[start Rows]
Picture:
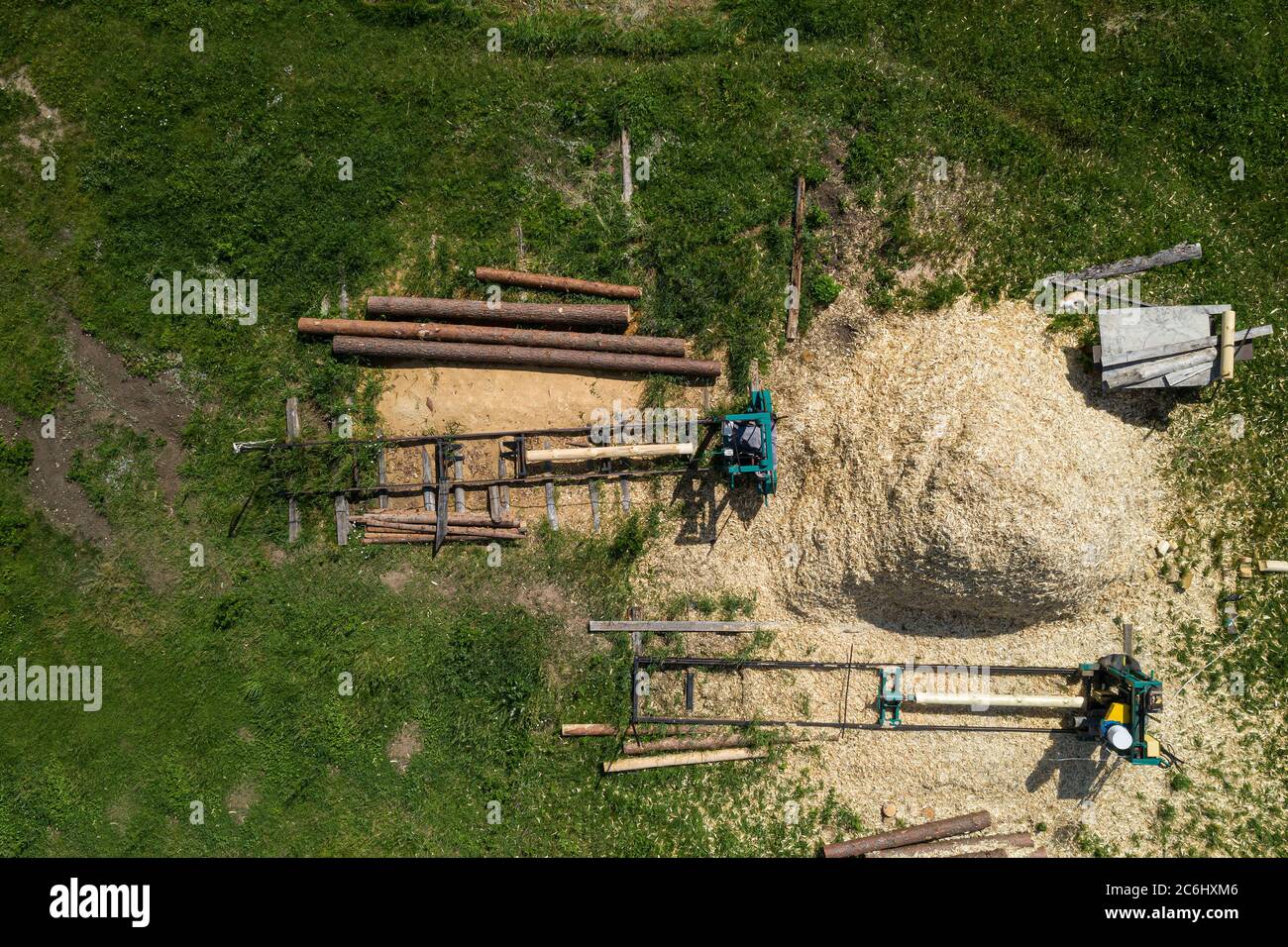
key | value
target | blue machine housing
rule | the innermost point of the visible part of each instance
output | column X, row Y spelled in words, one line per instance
column 747, row 445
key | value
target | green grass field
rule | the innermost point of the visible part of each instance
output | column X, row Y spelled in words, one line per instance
column 224, row 678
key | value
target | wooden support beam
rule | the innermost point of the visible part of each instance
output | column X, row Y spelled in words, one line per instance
column 505, row 488
column 382, row 478
column 557, row 283
column 342, row 519
column 428, row 496
column 927, row 831
column 713, row 628
column 550, row 495
column 1228, row 346
column 686, row 759
column 1145, row 371
column 794, row 312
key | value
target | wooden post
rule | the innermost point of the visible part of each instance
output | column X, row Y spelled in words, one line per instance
column 627, row 185
column 292, row 433
column 1228, row 344
column 425, row 478
column 798, row 258
column 505, row 489
column 550, row 495
column 342, row 505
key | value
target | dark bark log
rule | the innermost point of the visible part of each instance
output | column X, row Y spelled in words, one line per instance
column 515, row 356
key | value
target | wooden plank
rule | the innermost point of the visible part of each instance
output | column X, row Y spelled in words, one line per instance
column 342, row 519
column 565, row 454
column 459, row 492
column 712, row 628
column 1199, row 376
column 798, row 258
column 588, row 729
column 1228, row 344
column 425, row 476
column 686, row 759
column 292, row 433
column 1144, row 371
column 627, row 184
column 1140, row 328
column 1177, row 348
column 505, row 489
column 550, row 495
column 384, row 479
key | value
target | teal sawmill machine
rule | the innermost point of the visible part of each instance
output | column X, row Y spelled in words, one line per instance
column 745, row 454
column 1113, row 706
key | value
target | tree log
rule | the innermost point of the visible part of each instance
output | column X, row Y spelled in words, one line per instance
column 956, row 845
column 927, row 831
column 497, row 335
column 683, row 759
column 584, row 316
column 557, row 283
column 563, row 454
column 516, row 356
column 1137, row 264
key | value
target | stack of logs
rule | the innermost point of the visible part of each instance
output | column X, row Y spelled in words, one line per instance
column 579, row 337
column 945, row 838
column 420, row 526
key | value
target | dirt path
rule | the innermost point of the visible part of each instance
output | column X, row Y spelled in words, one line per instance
column 104, row 393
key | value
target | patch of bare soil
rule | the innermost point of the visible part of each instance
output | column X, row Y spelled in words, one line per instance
column 240, row 801
column 43, row 129
column 395, row 579
column 404, row 745
column 953, row 489
column 104, row 393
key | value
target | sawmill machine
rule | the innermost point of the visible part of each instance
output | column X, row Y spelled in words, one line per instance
column 747, row 445
column 1113, row 706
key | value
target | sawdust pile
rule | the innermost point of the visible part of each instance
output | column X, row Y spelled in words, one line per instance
column 952, row 463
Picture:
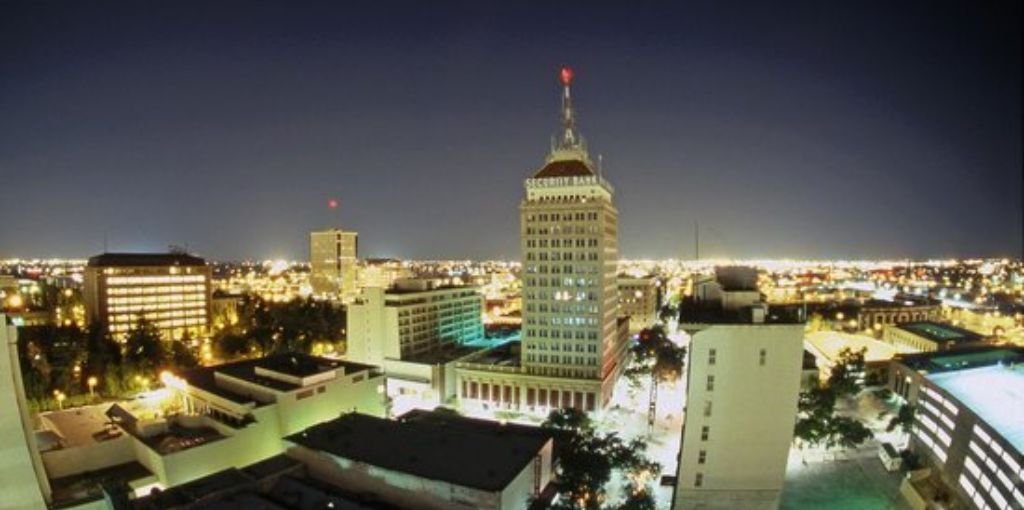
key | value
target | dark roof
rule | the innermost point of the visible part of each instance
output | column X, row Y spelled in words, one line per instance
column 564, row 168
column 144, row 259
column 695, row 311
column 293, row 364
column 88, row 485
column 941, row 333
column 461, row 452
column 968, row 357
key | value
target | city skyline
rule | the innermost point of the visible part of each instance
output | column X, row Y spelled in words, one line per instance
column 231, row 140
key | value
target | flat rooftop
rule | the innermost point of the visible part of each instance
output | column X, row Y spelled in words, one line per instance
column 290, row 364
column 442, row 355
column 969, row 357
column 506, row 354
column 830, row 343
column 994, row 393
column 940, row 332
column 469, row 454
column 692, row 311
column 78, row 489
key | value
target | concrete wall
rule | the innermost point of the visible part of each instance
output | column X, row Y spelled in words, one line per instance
column 66, row 462
column 339, row 395
column 753, row 411
column 22, row 476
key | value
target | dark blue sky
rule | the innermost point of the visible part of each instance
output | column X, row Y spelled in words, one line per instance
column 828, row 129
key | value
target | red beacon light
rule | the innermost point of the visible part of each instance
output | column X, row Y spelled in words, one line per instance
column 566, row 76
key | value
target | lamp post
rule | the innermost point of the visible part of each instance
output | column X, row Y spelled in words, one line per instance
column 92, row 381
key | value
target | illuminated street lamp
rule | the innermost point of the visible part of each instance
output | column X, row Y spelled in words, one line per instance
column 92, row 382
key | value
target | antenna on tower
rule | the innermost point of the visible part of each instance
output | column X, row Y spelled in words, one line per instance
column 696, row 240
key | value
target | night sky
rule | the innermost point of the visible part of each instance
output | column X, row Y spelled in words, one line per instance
column 830, row 129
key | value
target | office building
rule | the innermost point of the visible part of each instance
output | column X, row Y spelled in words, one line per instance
column 381, row 272
column 573, row 341
column 877, row 313
column 426, row 461
column 201, row 422
column 744, row 362
column 333, row 255
column 416, row 331
column 170, row 290
column 25, row 483
column 639, row 299
column 968, row 426
column 414, row 316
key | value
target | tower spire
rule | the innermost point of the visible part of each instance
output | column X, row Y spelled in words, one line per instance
column 568, row 143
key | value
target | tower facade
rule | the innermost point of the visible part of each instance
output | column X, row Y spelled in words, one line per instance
column 569, row 241
column 573, row 343
column 333, row 256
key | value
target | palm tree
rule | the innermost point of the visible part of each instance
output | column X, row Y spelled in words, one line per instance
column 658, row 356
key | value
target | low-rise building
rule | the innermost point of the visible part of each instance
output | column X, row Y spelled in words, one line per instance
column 827, row 347
column 416, row 330
column 968, row 425
column 170, row 290
column 204, row 421
column 423, row 461
column 25, row 483
column 333, row 256
column 414, row 316
column 639, row 299
column 929, row 336
column 877, row 313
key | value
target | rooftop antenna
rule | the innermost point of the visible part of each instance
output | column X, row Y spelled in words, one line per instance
column 696, row 240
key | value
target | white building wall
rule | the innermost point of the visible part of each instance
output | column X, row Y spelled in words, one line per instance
column 398, row 489
column 753, row 409
column 22, row 478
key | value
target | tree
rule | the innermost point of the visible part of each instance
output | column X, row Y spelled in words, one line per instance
column 588, row 461
column 903, row 419
column 103, row 360
column 655, row 354
column 269, row 328
column 145, row 352
column 569, row 419
column 181, row 355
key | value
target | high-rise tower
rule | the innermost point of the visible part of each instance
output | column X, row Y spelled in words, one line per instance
column 333, row 256
column 573, row 344
column 569, row 239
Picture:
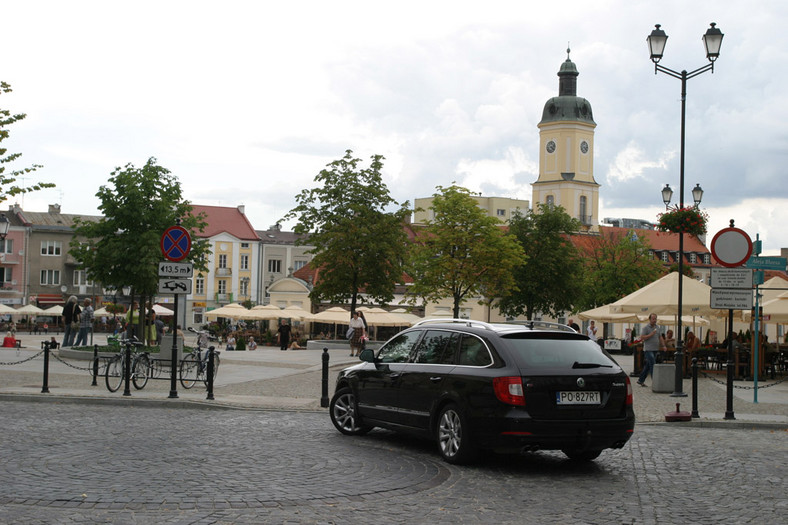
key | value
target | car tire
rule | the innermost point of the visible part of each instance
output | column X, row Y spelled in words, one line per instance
column 344, row 413
column 581, row 455
column 453, row 436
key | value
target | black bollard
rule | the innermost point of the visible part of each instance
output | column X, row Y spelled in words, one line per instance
column 95, row 365
column 324, row 398
column 209, row 357
column 127, row 371
column 45, row 387
column 695, row 387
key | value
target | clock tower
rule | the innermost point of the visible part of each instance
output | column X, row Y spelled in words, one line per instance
column 566, row 154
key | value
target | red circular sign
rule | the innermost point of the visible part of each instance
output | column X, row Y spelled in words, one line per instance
column 731, row 247
column 175, row 243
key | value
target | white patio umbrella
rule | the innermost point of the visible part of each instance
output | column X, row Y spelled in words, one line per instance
column 381, row 317
column 297, row 313
column 334, row 315
column 229, row 311
column 55, row 311
column 264, row 312
column 661, row 297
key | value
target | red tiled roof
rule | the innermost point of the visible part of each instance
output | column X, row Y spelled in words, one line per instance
column 223, row 219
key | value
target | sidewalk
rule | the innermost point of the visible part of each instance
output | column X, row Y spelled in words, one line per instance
column 270, row 379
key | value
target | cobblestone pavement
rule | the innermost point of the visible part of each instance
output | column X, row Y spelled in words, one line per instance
column 67, row 463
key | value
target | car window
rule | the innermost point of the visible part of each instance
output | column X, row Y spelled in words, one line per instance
column 398, row 349
column 556, row 352
column 437, row 347
column 473, row 352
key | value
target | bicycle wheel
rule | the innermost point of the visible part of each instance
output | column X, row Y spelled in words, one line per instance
column 113, row 374
column 188, row 371
column 139, row 371
column 215, row 368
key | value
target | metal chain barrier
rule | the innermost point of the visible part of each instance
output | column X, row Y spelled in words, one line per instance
column 23, row 360
column 707, row 376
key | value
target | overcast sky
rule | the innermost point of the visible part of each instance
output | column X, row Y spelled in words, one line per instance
column 245, row 102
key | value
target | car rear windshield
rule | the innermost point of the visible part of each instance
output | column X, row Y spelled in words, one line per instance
column 547, row 351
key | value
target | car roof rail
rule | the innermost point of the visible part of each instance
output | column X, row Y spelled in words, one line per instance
column 466, row 322
column 543, row 324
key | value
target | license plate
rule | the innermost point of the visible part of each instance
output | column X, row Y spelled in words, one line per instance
column 577, row 398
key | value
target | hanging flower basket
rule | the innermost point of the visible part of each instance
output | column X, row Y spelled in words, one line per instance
column 683, row 220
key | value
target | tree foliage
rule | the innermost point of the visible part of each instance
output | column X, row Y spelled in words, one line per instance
column 123, row 248
column 358, row 245
column 462, row 252
column 616, row 265
column 8, row 186
column 550, row 280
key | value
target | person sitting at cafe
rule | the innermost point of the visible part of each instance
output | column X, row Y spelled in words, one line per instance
column 670, row 340
column 693, row 343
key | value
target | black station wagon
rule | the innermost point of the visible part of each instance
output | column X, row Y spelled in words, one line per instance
column 470, row 385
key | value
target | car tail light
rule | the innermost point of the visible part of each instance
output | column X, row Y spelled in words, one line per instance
column 509, row 390
column 629, row 392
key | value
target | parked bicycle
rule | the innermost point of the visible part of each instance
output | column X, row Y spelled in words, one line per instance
column 115, row 370
column 194, row 366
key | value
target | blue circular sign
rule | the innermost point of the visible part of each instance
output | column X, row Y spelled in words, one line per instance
column 175, row 243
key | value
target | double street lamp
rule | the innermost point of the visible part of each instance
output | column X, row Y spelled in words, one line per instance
column 656, row 43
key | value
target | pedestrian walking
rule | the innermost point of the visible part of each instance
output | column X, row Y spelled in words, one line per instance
column 85, row 323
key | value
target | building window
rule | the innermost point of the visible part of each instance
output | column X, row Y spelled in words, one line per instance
column 81, row 278
column 51, row 247
column 50, row 276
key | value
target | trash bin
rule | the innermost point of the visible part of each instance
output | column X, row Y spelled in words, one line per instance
column 663, row 378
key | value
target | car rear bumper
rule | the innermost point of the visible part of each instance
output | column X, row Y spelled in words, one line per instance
column 520, row 433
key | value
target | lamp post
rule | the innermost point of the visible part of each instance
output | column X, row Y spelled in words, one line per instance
column 712, row 40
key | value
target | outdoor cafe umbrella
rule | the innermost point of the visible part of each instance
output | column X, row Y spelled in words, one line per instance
column 54, row 311
column 334, row 315
column 661, row 297
column 229, row 311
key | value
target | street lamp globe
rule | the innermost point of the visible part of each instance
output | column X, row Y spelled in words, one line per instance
column 697, row 194
column 713, row 42
column 656, row 43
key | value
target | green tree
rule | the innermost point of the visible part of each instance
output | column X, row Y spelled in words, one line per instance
column 358, row 245
column 8, row 186
column 617, row 264
column 123, row 248
column 462, row 253
column 550, row 280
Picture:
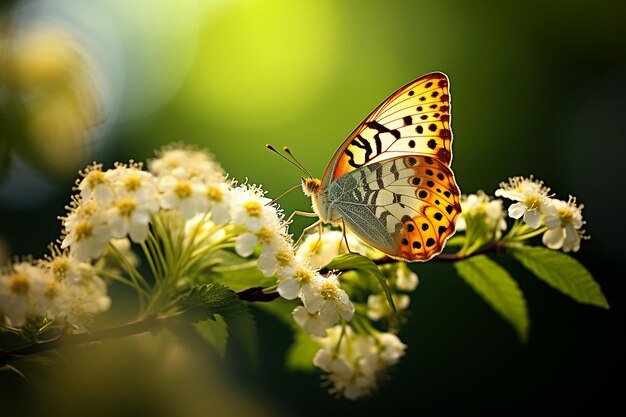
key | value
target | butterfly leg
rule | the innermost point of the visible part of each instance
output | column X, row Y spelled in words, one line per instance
[end Rows]
Return the stretch from the start of the items through the line containing "column 384, row 479", both ends included, copied verbatim. Omit the picture from your output.

Picture:
key | value
target | blue machine housing
rule | the innermost point of the visible part of each instance
output | column X, row Y spelled in words, one line per instance
column 747, row 445
key | value
target | green grass field
rule | the innermost point of the visible part of each instance
output | column X, row Y spelled in words, one line per instance
column 224, row 678
key | value
target | wooden support beam
rule | the innermost point of the visible part of each instance
output | column X, row Y spelled in words, one line per instance
column 505, row 488
column 382, row 478
column 557, row 283
column 342, row 519
column 428, row 496
column 927, row 831
column 713, row 628
column 550, row 495
column 1228, row 346
column 686, row 759
column 1145, row 371
column 794, row 312
key | value
target | wooden post
rule | the innermost point of the visible part of each instance
output | column X, row Y spelled in words, one line per instance
column 627, row 185
column 292, row 433
column 1228, row 344
column 425, row 478
column 798, row 258
column 505, row 489
column 550, row 495
column 342, row 505
key | value
target | dark bark log
rule | the innermost point of the visible part of each instance
output | column X, row Y spelled in words, one line per instance
column 515, row 356
key | value
target | wooden plank
rule | the innermost point of the visible part of each instance
output | column X, row Y spelled in words, one line per instance
column 342, row 519
column 565, row 454
column 459, row 492
column 712, row 628
column 1199, row 376
column 798, row 258
column 588, row 729
column 1228, row 344
column 425, row 476
column 686, row 759
column 292, row 433
column 1144, row 371
column 627, row 184
column 1140, row 328
column 1177, row 348
column 505, row 489
column 550, row 495
column 384, row 479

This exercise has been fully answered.